Your task
The answer must be the data, repeated exactly.

Entries provided
--- START ---

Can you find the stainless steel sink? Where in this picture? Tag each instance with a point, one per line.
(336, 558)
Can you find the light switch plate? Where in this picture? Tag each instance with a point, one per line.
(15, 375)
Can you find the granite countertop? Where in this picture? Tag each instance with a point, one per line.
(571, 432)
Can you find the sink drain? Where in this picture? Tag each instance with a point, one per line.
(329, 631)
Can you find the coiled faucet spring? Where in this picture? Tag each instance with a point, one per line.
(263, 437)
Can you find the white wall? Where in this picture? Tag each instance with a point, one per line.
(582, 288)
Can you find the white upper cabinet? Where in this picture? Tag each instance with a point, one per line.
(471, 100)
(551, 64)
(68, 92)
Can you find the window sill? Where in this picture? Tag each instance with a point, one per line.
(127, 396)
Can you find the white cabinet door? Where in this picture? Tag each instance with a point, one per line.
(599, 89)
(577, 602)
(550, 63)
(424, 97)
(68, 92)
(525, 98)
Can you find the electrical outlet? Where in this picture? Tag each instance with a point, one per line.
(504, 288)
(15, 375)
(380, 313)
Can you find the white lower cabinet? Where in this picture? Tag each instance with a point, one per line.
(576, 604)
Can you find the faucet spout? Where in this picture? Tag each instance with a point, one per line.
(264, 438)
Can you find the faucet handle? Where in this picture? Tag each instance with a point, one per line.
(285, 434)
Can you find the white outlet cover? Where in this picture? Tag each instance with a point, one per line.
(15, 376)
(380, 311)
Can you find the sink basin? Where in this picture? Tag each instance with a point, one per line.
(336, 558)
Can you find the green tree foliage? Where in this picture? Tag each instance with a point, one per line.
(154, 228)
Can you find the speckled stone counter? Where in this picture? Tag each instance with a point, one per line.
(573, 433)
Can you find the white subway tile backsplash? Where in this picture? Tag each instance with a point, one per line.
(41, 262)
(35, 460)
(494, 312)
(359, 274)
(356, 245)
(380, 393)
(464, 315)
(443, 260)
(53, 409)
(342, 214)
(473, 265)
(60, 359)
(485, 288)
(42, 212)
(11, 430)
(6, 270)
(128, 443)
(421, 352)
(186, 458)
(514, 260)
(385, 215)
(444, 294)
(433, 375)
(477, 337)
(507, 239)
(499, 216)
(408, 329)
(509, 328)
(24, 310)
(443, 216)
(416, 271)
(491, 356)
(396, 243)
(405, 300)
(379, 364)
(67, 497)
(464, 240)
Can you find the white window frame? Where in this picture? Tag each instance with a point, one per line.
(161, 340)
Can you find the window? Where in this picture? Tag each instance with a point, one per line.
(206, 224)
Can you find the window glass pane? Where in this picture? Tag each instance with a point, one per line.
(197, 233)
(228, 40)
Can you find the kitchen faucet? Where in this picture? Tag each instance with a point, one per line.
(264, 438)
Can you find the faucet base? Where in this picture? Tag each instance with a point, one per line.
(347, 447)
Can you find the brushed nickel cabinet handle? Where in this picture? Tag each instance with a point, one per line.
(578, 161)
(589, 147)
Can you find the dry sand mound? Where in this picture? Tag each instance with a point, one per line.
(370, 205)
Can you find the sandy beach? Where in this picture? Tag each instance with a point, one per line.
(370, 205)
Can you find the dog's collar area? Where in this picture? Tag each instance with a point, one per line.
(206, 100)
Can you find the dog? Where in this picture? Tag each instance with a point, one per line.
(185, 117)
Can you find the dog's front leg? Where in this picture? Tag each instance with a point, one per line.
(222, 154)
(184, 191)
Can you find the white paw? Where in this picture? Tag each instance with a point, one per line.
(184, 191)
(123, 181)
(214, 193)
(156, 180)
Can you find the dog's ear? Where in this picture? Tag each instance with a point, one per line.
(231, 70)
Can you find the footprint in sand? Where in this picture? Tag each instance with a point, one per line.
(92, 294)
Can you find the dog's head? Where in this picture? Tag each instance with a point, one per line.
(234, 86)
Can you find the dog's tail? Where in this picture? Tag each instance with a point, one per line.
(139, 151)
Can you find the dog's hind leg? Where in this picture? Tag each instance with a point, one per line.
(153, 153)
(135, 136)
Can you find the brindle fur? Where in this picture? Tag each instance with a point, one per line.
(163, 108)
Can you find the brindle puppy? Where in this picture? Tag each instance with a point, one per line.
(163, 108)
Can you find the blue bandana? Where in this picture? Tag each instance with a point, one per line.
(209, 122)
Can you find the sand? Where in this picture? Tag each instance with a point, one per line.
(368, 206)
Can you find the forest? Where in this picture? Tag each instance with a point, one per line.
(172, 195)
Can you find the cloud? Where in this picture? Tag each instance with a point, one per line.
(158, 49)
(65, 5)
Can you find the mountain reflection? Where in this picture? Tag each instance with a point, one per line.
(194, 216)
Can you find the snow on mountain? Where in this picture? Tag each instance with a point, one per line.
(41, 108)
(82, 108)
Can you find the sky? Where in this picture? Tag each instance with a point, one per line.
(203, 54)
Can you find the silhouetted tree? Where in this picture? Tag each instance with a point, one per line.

--- END ---

Written reply
Can you find the stainless steel sink? Where in this picture? Tag each instance with a point, one per line.
(336, 558)
Can you find the light switch plate? Where in this picture? Tag each instance with a point, one per line.
(15, 375)
Can you find the granite countertop? Where in this picture? Tag each instance with a point, one per line.
(571, 432)
Can you find the sink drain? Where in this picture? Tag each instance with a point, one per line.
(329, 631)
Can you find the coiled faucet spring? Where in this picture? Tag each instance with a point, one per line.
(263, 437)
Can you find the white wall? Where in this picture? Tag each instance with a point, one per line.
(582, 288)
Can you find the white upper cabinet? Where in this picture? Tag each instance with a point, one per line.
(471, 100)
(551, 64)
(68, 92)
Can you find the window sill? Where in this picture? Tag each instance with a point, one per line.
(127, 396)
Can you find the white cabinet door? Where in this picture? Tag each instance with a point, one per line.
(599, 89)
(577, 602)
(550, 63)
(424, 97)
(68, 92)
(525, 98)
Can you find the electrical outlet? Where in this picture? Tag each instance with a point, one per line.
(504, 288)
(15, 375)
(380, 313)
Can you find the white lower cabinet? Where in this picture? Tag each instance with a point, one per line.
(576, 604)
Can you find the faucet spout? Where in this picture? Tag each instance with a point, one per line.
(264, 438)
Can you find the faucet handle? Where in this picture? Tag each instance with a point, one per line.
(285, 434)
Can you find the white outlet cover? Where in this picture? Tag each instance with a point, one per line.
(15, 376)
(380, 311)
Can you find the sink basin? Where in this picture? Tag each instance with a point, one per line.
(336, 558)
Can you find the green tree foliage? Where in this picture? Tag each instance with a point, one per line.
(154, 228)
Can you find the speckled stone counter? Where in this picture? Tag each instance with a point, one per line.
(573, 433)
Can you find the white subway tile backsplash? Where in this picture? Tag each instance with a point, one per line.
(41, 262)
(35, 460)
(494, 312)
(359, 274)
(356, 245)
(380, 393)
(464, 315)
(443, 260)
(53, 409)
(342, 214)
(473, 265)
(60, 359)
(485, 288)
(42, 212)
(11, 430)
(6, 270)
(128, 443)
(421, 352)
(186, 458)
(514, 260)
(385, 215)
(444, 294)
(433, 375)
(477, 337)
(507, 239)
(499, 216)
(408, 329)
(509, 328)
(24, 310)
(443, 216)
(416, 271)
(491, 356)
(396, 243)
(405, 300)
(379, 364)
(67, 497)
(464, 240)
Can you find the white window frame? Where in this picture? Tag each instance with a point, one per line.
(161, 340)
Can you find the window? Where in this picture? Tag each instance with a point, one per line.
(206, 224)
Can you find the window glass pane? Where in this picture? Tag each instance with a point, one per line.
(197, 233)
(228, 40)
Can you find the kitchen faucet? Where in this picture? Tag each instance with a point, one per line.
(264, 438)
Can you find the faucet base? Where in this picture? Tag each instance with a point, one per line.
(347, 447)
Can you find the brushed nickel cabinet handle? Where in this picture? Tag each instance with a point, one per line.
(578, 161)
(589, 147)
Can you find the dry sand mound? Where in this picture? Tag each instance with a point, one per line.
(370, 205)
Can you find the sandy beach? Where in this picture? Tag each instance with a point, one per line.
(370, 205)
Can you find the dog's collar area? Where in this picture? Tag each instance with a point, one per line.
(206, 100)
Can you find the dog? Where in this picture? Tag each instance with a point, one per line.
(185, 117)
Can you find the dog's front leg? Where in this picture? Tag each instance with a point, one per line.
(222, 154)
(184, 191)
Can you find the white paw? Where in this picture? Tag each instance with a point, one per line.
(184, 191)
(123, 181)
(214, 193)
(156, 180)
Can you find the dog's ear? Where in this picture? Tag each instance with a point, one per line.
(231, 70)
Can you find the footprint in sand? Where in this picture? Tag each instance with a point, one per line.
(92, 294)
Can you find the dog's head? Where in this picture? Tag each instance with a point, one per line.
(234, 86)
Can you find the dog's tail? Where in this picture? Tag each instance with a point, one per line.
(139, 151)
Can you find the dog's hind leg? Where in this picture? Tag each instance with a point, one per line.
(153, 153)
(135, 136)
Can you find the brindle fur? Where in this picture? Tag each instance with a point, one per line.
(163, 108)
Can you find the brindle puppy? Where in this picture? Tag each instance with a point, one per line.
(163, 108)
Can you find the blue bandana? Where in this picture? Tag each instance with a point, one per line.
(209, 122)
Can you find the sand? Where in this picture? Tag each instance with a point, one per line.
(368, 206)
Can you find the forest? Where in this picture? Tag each instance with a point, one per line.
(172, 195)
Can you find the cloud? Where in this picture? Tag each instance with a point, one per line.
(158, 49)
(65, 5)
Can you find the mountain reflection? Where in this picture? Tag each instance with a point, one per line.
(194, 216)
Can you find the snow on mountain? Where in this picture? Tag each instance with a point, one per line.
(41, 108)
(82, 108)
Can you find the sky? Where in this picture? Tag each instance with a point, one per line.
(203, 54)
Can you find the silhouetted tree? Where in this picture? Tag each instance with a point, one per line.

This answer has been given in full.